課題 —
大相撲11月場所を振り返った本文を、最後の文の後から書き継ぐこと。

本文 —
◇ ◇ ◇ ◇ ◇

11月場所も無事終わった。力士の皆さん今年一年もお疲れ様でした、今年も大変だっただろう。ストレスはマックスなのではないだろうか?さてさて場所を振り返るというのも億劫なくらい、誰でも簡単に予想ができた照ノ富士が優勝という結果。忙しかったのもあるが、場所の相撲はほとんど見てない。しっかり見たのはABEMAの解説の出番があった2回だけ。その1回目のときは、中入の結果の決まり手が投げ技が一番だけであった。しかも押し相撲の御嶽海の掬い投げだ、押しを否定するわけではない。叩きや突き落としだって技だ、そうではなくて勝負が決まるまでの攻防が蛋白すぎたのだ。
相撲は立ち合いの良し悪しで7割が決まると言われている、それは事実だし立ち合いはスタートダッシュを切る重要な要素だ。しかし、毎回こちらの都合通りに立ち合いがうまくいくとは限らない。いくらお互い見合って呼吸を合わせてというルールがあっても、そのなかで0コンマ1秒でも早く踏み込みたいのだ。なので、タイミングに失敗することもある。今の力士は、ここでほぼ勝負が決まってしまう。立ち合いの確率の残り30%を使えない、ただ一人照ノ富士をのぞいて。行司が軍配を返して、ハッケヨイと言った時点でほぼ勝負の行方はわかってしまう。相撲の醍醐味はそこからなのに大変残念だ。

◇ ◇ ◇ ◇ ◇

データ —
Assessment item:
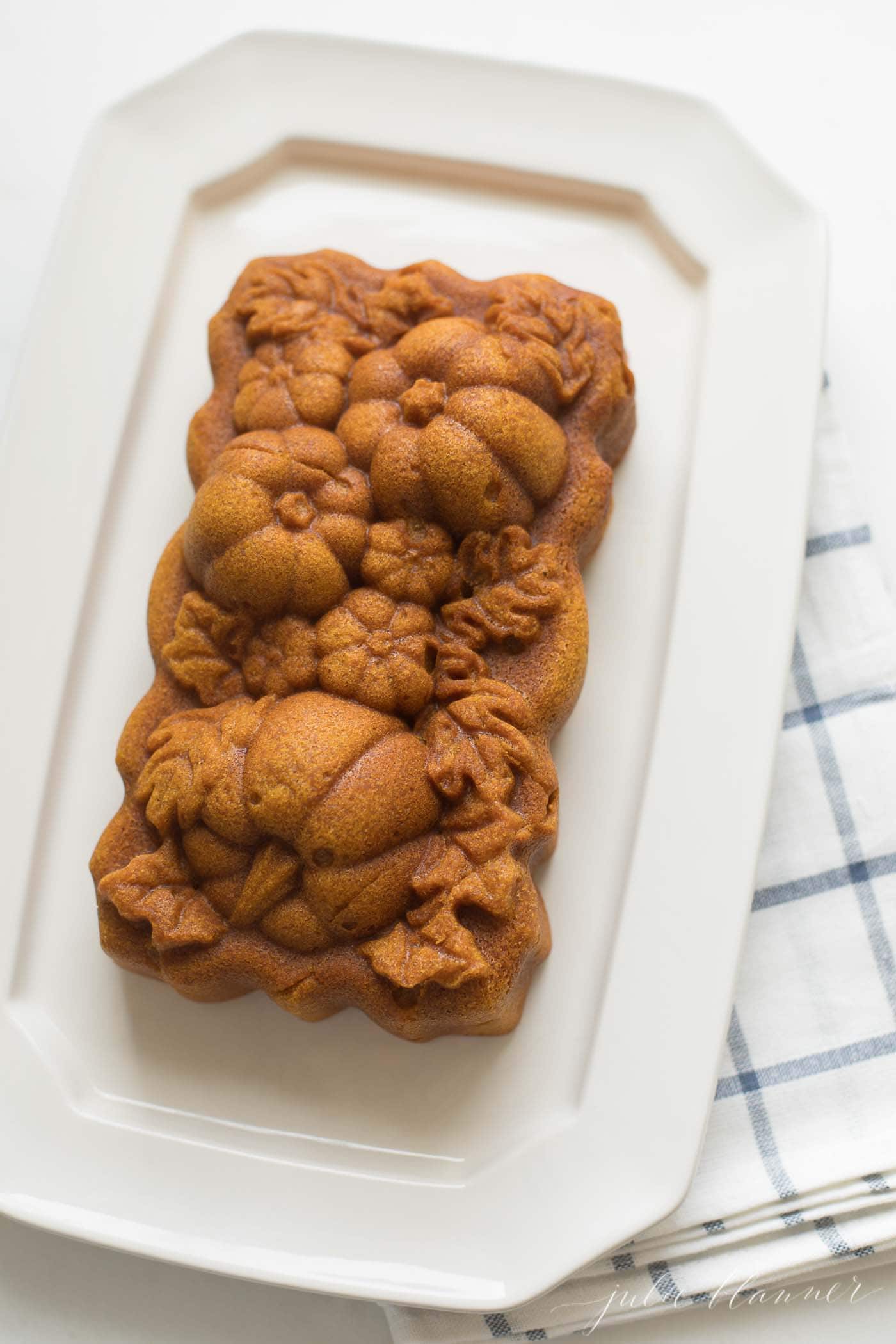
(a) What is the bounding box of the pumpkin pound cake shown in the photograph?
[92,252,634,1040]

◇ ◇ ◇ ◇ ◇

解答 —
話をいよいよ本題に移そう、再入幕の阿炎の活躍についてである。彼が12勝3敗という好成績をあげることが出来たことは、もちろん本人の努力の賜物である。が!しかし、贔屓目だけでなく客観的に分析をさせてもらえば、残念ながらそれだけでない。まずは、みんなわかっているけどあえて目をそらせている、幕内のレベルの低下は否めない。いくら努力して這い上がってきたところで、立ちはだかるのが幕内という壁である。昨今再入幕優勝が乱発したが、これだと今まで幕内を張っていた力士の価値はどうなるの?優勝、もしくは大勝ちして三賞取れるなら、無理に幕内の番付を保つ必要がないんじゃね?ってひねくれた相撲取りが出てくるかもしれない。
おおまかに考えると阿炎のしたことはそんなに悪いことではないかもしれない、昔のお相撲さんなんか現代であれば全員クビだ。しかしみんな我慢して外出せず、耐えてきた。耐えた人間が報われないでどうする?程度はどうあれ、悪いことは悪いのだ。けれどもなんかお帰りなさいムードがあったな、日本人って・・・。今場所中の会場も声が出せないから、ヤジもブーイングもなく分け隔てなく拍手を送ってくれる。それも阿炎にとっては、やりやすい環境だったかな。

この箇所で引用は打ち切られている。